## Referring expression pointing data:
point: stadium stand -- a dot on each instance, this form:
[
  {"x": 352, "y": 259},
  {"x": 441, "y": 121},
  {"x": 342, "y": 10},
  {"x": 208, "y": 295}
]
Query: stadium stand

## TASK DESCRIPTION:
Please repeat every entry, exactly as it was written.

## RESULT FOR THIS EXERCISE:
point: stadium stand -- a dot on each instance, this form:
[
  {"x": 352, "y": 259},
  {"x": 441, "y": 121},
  {"x": 342, "y": 10},
  {"x": 208, "y": 295}
]
Query: stadium stand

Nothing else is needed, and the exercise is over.